▶ **Text excerpt**
· · · · · · ·
Studio album by Mariza
- Released: 30 June 2008
- Genres: Fado, World music
- Length: 52:00
- Labels: EMI Music Four Quarters Entertainment
- Producer: Javier Limón

Mariza chronology
| Concerto em Lisboa (2006) | Terra (2008) | Fado Tradicional (2010) |

= Terra (Mariza album) =

Terra is the fourth studio album by Portuguese fado singer Mariza, released on 30 June 2008. At the Latin Grammy Awards, it was nominated for both Best Folk Album and Best Producer. Contributions from Cape Verdean singer Tito Paris, Argentine guitarist Dominic Miller, and Spanish singer Concha Buika give Terra a jazz, African, and Latin influence. Also included at the end of the album is a cover of Charlie Chaplin's famous ballad, "Smile".

==Reception==

Terra was the album of Mariza that more experimented with languages not close associated with fado.

Terra became Mariza's fourth album to feature on Billboard's World Albums chart, where it peaked at number 5 in March 2009.
· · · · · · ·
▶ **Task list**
1) In the Terra album text, what position did Terra reach on Billboard's World Albums chart?
2) Reproduce the Terra album text from "Terra is the" up to and including "associated with fado.".

▶ **Extracted information**
· · · · · · ·
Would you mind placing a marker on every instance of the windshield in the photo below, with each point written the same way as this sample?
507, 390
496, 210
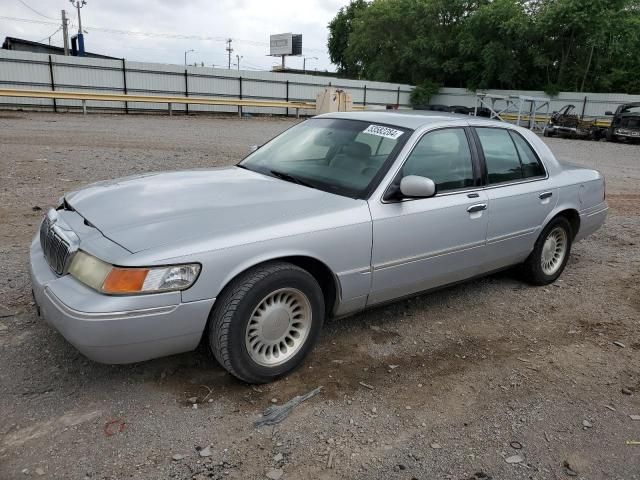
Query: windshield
340, 156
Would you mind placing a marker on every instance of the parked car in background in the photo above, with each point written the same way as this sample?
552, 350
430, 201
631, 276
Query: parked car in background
625, 124
339, 213
567, 122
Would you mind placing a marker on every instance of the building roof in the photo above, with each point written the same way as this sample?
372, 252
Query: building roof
20, 44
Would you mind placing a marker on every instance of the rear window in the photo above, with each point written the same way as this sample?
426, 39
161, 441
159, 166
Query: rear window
500, 154
508, 156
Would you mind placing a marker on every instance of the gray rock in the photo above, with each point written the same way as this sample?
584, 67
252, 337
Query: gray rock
205, 452
275, 474
514, 459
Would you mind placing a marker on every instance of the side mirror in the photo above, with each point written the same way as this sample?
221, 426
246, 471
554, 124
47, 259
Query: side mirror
414, 186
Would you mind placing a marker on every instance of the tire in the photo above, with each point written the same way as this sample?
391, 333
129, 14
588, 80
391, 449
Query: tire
542, 267
266, 322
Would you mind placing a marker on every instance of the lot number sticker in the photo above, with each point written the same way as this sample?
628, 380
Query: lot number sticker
381, 131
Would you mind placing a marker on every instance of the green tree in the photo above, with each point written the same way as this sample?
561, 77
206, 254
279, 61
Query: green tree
339, 33
551, 45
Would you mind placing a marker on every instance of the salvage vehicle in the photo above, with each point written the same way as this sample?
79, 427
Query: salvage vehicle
625, 124
567, 122
341, 212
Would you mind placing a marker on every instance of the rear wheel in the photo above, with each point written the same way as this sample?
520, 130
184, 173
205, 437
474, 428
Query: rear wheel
550, 253
266, 321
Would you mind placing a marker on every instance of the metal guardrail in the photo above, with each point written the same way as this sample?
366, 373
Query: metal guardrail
169, 100
512, 117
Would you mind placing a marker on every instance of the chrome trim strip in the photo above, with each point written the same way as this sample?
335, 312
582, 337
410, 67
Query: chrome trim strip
107, 315
417, 258
509, 236
597, 212
363, 270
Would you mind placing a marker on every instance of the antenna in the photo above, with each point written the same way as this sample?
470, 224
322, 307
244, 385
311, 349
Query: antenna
229, 51
78, 4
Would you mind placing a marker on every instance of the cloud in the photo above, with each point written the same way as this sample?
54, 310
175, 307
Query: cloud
248, 22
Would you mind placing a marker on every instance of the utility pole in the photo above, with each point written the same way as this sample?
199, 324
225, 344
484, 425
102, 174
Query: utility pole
229, 50
78, 4
65, 32
185, 55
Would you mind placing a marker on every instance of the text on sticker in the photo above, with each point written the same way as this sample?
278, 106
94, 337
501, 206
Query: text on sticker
381, 131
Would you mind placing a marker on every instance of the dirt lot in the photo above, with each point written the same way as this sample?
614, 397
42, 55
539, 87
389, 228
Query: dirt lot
450, 385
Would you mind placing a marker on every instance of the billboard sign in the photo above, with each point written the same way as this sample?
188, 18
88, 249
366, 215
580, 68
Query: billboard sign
285, 44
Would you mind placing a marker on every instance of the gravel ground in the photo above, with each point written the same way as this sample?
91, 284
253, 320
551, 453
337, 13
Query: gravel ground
490, 379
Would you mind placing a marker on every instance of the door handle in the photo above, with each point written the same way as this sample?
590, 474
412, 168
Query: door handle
478, 207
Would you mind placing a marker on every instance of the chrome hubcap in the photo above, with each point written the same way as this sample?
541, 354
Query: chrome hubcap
278, 327
554, 250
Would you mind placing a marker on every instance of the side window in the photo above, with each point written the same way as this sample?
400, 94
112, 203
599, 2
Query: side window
444, 157
531, 166
501, 157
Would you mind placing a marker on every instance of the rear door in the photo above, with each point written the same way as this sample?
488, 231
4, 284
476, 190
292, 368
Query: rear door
519, 195
427, 242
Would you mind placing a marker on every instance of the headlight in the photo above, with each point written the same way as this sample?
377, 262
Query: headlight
106, 278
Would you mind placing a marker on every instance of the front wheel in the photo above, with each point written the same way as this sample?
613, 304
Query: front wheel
550, 253
266, 321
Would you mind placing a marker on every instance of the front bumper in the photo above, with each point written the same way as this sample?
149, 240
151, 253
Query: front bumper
116, 329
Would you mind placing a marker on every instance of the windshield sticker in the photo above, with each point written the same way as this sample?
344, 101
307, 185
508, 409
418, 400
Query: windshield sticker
381, 131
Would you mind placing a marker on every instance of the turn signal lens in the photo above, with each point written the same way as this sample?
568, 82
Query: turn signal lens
106, 278
125, 280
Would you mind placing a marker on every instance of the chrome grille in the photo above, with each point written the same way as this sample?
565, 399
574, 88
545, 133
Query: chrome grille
56, 249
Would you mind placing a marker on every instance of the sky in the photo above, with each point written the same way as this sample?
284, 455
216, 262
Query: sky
248, 22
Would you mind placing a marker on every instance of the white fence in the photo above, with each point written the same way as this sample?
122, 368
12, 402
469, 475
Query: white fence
40, 71
592, 104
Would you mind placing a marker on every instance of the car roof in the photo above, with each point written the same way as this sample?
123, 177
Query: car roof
405, 118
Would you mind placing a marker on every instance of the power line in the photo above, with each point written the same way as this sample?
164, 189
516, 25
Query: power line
49, 36
35, 11
175, 36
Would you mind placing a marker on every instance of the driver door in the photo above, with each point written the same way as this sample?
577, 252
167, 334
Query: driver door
423, 243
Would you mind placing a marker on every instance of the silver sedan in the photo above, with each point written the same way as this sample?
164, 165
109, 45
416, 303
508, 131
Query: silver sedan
339, 213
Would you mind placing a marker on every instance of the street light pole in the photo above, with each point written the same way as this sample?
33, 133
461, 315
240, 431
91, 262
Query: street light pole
65, 33
185, 55
78, 4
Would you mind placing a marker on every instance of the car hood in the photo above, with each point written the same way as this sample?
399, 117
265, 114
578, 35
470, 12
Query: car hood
153, 210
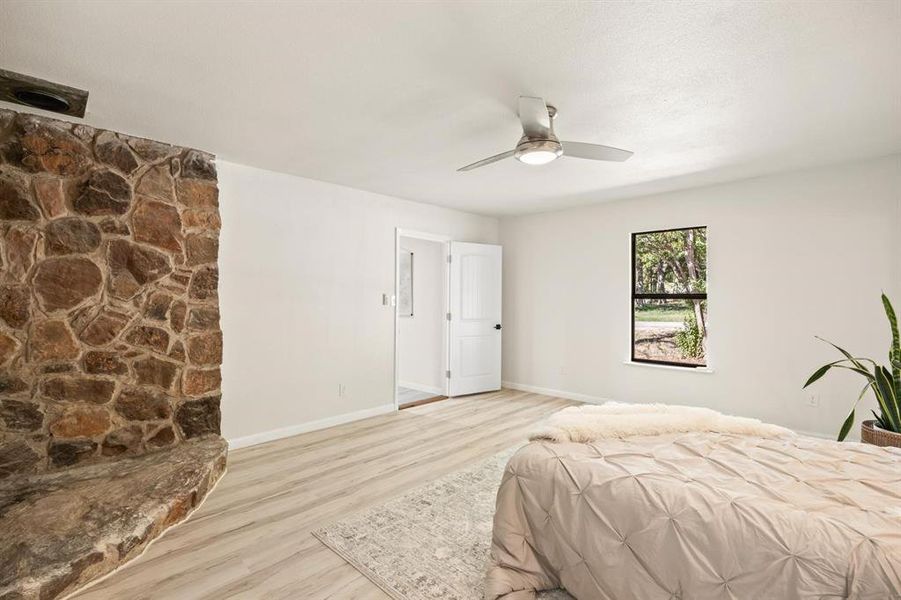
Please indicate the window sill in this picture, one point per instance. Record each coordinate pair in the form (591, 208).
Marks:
(702, 370)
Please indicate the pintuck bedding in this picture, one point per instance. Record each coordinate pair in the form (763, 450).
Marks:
(698, 514)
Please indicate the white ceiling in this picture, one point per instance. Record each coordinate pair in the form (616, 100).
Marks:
(393, 97)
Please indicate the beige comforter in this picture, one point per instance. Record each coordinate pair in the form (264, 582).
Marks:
(699, 515)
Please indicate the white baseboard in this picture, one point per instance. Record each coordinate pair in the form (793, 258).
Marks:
(419, 387)
(556, 393)
(599, 400)
(283, 432)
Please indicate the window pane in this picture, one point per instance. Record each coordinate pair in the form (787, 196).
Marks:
(673, 331)
(671, 262)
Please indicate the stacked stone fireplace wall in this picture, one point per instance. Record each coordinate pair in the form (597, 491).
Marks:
(110, 343)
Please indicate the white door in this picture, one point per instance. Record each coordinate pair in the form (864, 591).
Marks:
(475, 318)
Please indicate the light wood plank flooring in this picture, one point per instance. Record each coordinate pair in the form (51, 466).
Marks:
(251, 538)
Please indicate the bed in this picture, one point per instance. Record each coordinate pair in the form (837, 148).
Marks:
(696, 513)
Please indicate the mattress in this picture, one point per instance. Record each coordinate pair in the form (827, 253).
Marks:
(699, 515)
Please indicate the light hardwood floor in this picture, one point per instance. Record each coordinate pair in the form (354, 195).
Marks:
(251, 538)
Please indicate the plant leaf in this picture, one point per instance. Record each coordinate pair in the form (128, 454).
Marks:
(849, 420)
(885, 395)
(894, 354)
(818, 373)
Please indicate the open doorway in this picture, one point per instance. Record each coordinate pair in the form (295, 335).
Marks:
(421, 304)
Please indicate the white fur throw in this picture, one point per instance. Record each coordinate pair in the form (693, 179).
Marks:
(589, 423)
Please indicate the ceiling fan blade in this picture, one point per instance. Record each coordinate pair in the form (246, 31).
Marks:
(595, 151)
(487, 161)
(536, 122)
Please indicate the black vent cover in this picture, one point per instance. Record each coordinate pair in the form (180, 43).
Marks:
(45, 95)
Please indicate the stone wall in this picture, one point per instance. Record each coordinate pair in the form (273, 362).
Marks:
(109, 321)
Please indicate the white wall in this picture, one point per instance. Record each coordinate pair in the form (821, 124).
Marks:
(790, 257)
(420, 338)
(303, 267)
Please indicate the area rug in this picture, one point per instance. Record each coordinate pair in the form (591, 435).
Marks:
(431, 543)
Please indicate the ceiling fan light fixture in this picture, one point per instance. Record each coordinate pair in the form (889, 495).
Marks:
· · · · · · ·
▶ **Solutions by task**
1) Number 5, in March 2009.

2)
Terra is the fourth studio album by Portuguese fado singer Mariza, released on 30 June 2008. At the Latin Grammy Awards, it was nominated for both Best Folk Album and Best Producer. Contributions from Cape Verdean singer Tito Paris, Argentine guitarist Dominic Miller, and Spanish singer Concha Buika give Terra a jazz, African, and Latin influence. Also included at the end of the album is a cover of Charlie Chaplin's famous ballad, "Smile".

==Reception==

Terra was the album of Mariza that more experimented with languages not close associated with fado.